Problem statement:
Reproduce the abstract on cold-rolled Fe-20Mn-12Cr-3Ni-3Si damping alloy word for word, in its entirety.
** start Page extract **
Tensile Properties and Damping Capacity of Cold-Rolled Fe-20Mn-12Cr-3Ni-3Si Damping Alloy

Abstract

The tensile properties and damping capacity of cold-rolled Fe–20Mn–12Cr–3Ni–3Si alloys were investigated. The martensitic transformation was identified, including surface relief with a specific orientation and partial intersection. Besides, as the cold rolling degree increased, the volume fraction of ε-martensite increased, whereas α’-martensite started to form at the cold rolling degree of 15% and slightly increased to 6% at the maximum cold rolling degree. This difference may be caused by high austenite stability by adding alloying elements (Mn and Ni). As the cold rolling degree increased, the tensile strength linearly increased, and the elongation decreased due to the fractional increment in the volume of martensite. However, the damping capacity increased until a 30% cold rolling degree was approached, and then decreased. The irregular tendency of the damping capacity was confirmed, depicting that it increased to a specific degree and then decreased as the tensile strength and elongation increased. Concerning the relationship between the tensile properties and the damping capacity, the damping capacity increased and culminated, and then decreased as the tensile properties and elongation increased. The damping capacity in the high-strength area tended to decrease because it is difficult to dissipate vibration energy into thermal energy in alloys with high strength. In the low-strength area, on the other hand, the damping capacity increased as the strength increased since the increased volume fraction of ε-martensite is attributed to the increase in the damping source.
** end Page extract **
** start Data **
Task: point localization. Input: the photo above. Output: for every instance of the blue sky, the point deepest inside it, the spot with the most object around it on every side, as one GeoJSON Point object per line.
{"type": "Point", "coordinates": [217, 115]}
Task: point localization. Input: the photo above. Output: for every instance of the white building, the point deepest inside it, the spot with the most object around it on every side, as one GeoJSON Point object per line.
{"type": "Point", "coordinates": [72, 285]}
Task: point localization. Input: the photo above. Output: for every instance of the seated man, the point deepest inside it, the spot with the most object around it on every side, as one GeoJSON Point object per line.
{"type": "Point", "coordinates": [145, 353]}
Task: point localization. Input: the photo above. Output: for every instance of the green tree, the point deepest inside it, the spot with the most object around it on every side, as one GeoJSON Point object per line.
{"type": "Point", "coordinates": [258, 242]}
** end Data **
Reply to the task:
Tensile Properties and Damping Capacity of Cold-Rolled Fe-20Mn-12Cr-3Ni-3Si Damping Alloy

Abstract

The tensile properties and damping capacity of cold-rolled Fe–20Mn–12Cr–3Ni–3Si alloys were investigated. The martensitic transformation was identified, including surface relief with a specific orientation and partial intersection. Besides, as the cold rolling degree increased, the volume fraction of ε-martensite increased, whereas α’-martensite started to form at the cold rolling degree of 15% and slightly increased to 6% at the maximum cold rolling degree. This difference may be caused by high austenite stability by adding alloying elements (Mn and Ni). As the cold rolling degree increased, the tensile strength linearly increased, and the elongation decreased due to the fractional increment in the volume of martensite. However, the damping capacity increased until a 30% cold rolling degree was approached, and then decreased. The irregular tendency of the damping capacity was confirmed, depicting that it increased to a specific degree and then decreased as the tensile strength and elongation increased. Concerning the relationship between the tensile properties and the damping capacity, the damping capacity increased and culminated, and then decreased as the tensile properties and elongation increased. The damping capacity in the high-strength area tended to decrease because it is difficult to dissipate vibration energy into thermal energy in alloys with high strength. In the low-strength area, on the other hand, the damping capacity increased as the strength increased since the increased volume fraction of ε-martensite is attributed to the increase in the damping source.